Records supplied:

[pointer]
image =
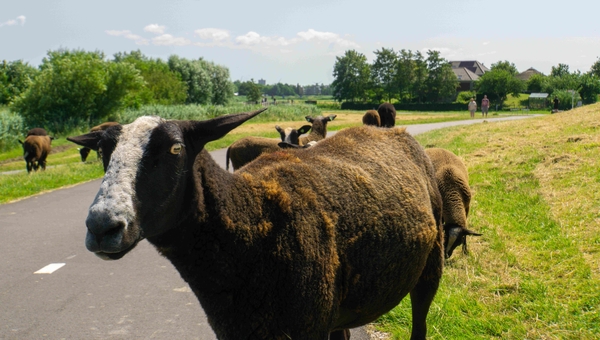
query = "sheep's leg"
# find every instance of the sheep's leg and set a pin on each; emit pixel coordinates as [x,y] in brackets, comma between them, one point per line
[423,293]
[343,334]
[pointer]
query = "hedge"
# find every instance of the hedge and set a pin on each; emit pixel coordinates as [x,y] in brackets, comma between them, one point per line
[407,107]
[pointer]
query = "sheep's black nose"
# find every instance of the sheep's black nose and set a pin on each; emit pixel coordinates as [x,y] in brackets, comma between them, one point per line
[105,232]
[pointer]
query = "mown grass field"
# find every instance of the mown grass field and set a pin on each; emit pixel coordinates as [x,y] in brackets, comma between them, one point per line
[535,272]
[65,167]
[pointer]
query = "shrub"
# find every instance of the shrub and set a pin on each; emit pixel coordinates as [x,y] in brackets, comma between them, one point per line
[11,129]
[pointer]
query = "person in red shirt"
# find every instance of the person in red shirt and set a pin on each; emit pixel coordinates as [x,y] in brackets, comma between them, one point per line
[485,106]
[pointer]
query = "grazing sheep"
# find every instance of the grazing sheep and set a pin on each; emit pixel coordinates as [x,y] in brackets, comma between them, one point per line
[35,150]
[371,117]
[84,152]
[453,182]
[319,129]
[387,113]
[247,149]
[297,244]
[37,132]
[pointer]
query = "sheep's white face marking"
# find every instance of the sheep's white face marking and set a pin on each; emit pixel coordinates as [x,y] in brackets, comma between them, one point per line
[116,194]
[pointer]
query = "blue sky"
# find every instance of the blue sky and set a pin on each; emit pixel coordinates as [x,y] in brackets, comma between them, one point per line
[297,41]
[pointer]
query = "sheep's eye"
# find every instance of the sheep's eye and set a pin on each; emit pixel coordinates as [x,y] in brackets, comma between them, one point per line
[176,148]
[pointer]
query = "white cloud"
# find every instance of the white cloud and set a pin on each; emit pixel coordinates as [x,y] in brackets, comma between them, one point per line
[19,20]
[169,40]
[328,37]
[214,34]
[128,35]
[155,28]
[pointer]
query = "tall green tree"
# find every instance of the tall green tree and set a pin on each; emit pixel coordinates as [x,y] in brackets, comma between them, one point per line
[500,81]
[197,78]
[351,74]
[161,85]
[595,69]
[441,81]
[536,83]
[254,92]
[15,78]
[421,72]
[383,71]
[74,88]
[589,88]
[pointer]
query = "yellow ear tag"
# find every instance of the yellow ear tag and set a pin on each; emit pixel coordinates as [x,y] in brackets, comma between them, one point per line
[176,148]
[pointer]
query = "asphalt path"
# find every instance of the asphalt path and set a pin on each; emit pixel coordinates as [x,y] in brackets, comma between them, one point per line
[82,297]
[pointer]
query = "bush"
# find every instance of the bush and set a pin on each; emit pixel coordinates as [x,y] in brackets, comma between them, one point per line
[11,129]
[407,107]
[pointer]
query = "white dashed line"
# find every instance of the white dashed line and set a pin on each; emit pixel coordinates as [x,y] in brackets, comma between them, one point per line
[51,268]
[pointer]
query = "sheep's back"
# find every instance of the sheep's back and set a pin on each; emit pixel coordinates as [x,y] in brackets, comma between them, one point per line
[377,209]
[37,147]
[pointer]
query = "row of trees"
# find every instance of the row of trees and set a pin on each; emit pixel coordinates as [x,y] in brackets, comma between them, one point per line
[404,76]
[247,88]
[411,77]
[76,87]
[502,81]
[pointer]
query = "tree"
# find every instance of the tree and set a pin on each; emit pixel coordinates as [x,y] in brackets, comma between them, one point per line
[441,81]
[589,88]
[500,81]
[15,78]
[351,75]
[254,93]
[74,88]
[420,70]
[536,83]
[404,74]
[197,78]
[161,85]
[383,73]
[595,70]
[560,70]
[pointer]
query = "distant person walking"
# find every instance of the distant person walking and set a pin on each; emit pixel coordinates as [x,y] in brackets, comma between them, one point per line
[485,106]
[472,107]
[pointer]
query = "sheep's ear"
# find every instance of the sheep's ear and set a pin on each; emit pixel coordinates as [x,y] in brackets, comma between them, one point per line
[89,140]
[470,232]
[304,129]
[198,133]
[286,145]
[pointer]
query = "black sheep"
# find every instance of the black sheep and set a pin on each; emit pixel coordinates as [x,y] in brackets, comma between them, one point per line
[387,113]
[298,244]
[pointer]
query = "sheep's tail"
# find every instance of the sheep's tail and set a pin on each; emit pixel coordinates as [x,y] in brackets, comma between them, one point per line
[227,159]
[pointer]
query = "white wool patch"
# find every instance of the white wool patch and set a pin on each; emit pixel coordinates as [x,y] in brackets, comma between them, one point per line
[117,191]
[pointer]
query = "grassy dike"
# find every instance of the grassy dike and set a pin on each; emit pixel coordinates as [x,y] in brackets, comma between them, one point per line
[535,272]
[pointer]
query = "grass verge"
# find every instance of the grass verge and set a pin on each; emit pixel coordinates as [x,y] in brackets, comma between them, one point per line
[535,272]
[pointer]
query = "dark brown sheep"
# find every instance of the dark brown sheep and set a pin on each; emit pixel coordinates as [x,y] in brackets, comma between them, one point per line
[297,244]
[37,132]
[371,117]
[318,130]
[35,151]
[247,149]
[387,114]
[84,152]
[453,182]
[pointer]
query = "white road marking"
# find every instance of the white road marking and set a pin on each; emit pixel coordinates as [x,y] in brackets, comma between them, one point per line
[51,268]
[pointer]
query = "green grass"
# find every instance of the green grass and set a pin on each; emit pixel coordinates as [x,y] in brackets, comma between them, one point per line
[535,272]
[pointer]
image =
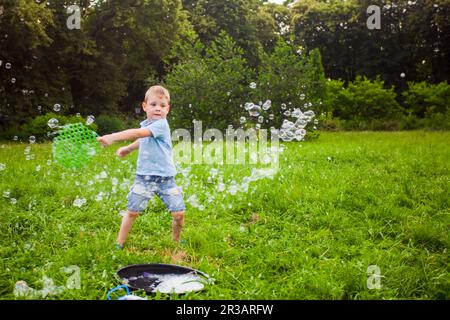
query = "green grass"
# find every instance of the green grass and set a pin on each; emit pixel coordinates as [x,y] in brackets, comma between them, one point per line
[338,205]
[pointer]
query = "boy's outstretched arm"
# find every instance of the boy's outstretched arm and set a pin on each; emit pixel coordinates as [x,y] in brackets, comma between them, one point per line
[124,151]
[131,134]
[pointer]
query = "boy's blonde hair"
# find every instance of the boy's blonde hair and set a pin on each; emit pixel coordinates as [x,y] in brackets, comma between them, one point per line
[159,90]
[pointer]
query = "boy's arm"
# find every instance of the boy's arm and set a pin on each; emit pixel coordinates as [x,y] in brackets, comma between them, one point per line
[133,146]
[131,134]
[124,151]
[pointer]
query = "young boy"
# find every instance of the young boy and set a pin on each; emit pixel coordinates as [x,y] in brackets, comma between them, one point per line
[155,168]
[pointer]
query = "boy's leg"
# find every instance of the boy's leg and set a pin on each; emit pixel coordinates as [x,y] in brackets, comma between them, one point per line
[125,227]
[177,224]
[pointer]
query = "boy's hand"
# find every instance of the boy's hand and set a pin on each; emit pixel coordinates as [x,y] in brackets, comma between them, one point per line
[123,152]
[106,140]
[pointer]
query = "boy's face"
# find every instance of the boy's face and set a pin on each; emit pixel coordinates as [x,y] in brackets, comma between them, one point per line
[156,107]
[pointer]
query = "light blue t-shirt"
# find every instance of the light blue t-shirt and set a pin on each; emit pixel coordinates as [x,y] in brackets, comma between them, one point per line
[155,152]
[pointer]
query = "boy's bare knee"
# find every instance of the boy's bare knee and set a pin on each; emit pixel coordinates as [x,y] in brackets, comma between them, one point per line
[133,214]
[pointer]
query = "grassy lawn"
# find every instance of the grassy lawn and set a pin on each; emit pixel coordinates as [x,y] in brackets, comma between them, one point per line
[338,205]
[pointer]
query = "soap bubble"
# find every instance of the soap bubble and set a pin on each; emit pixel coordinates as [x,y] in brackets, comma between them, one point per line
[300,123]
[266,106]
[221,187]
[53,123]
[310,113]
[254,110]
[79,202]
[90,120]
[213,172]
[297,113]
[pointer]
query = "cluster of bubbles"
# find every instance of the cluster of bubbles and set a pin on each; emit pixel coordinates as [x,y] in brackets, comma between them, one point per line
[289,130]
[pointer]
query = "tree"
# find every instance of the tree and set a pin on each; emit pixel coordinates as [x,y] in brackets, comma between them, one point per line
[209,84]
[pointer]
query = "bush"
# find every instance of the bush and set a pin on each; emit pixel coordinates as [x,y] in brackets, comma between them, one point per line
[364,100]
[109,123]
[424,99]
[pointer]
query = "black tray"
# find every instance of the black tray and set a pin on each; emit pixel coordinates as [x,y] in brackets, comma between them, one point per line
[137,277]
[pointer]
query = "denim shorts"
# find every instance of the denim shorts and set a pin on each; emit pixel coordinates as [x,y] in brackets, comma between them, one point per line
[145,188]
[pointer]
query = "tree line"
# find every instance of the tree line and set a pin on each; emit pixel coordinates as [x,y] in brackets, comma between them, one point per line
[208,52]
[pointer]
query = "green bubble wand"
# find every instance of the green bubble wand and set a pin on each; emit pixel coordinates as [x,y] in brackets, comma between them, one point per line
[75,145]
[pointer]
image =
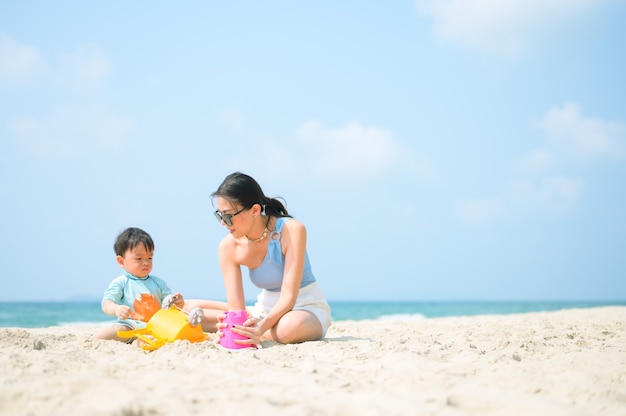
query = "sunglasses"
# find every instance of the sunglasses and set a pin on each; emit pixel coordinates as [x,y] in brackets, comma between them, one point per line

Task details: Extract each line of the listing above that contains the string "dashed", and reproduce those lines verbatim in their original order.

Task solution:
query = "white dashed line"
# find every instance of the white dashed line and set a pin on each; emit pixel coordinates as [x,y] in brackets, comma between them, one point per line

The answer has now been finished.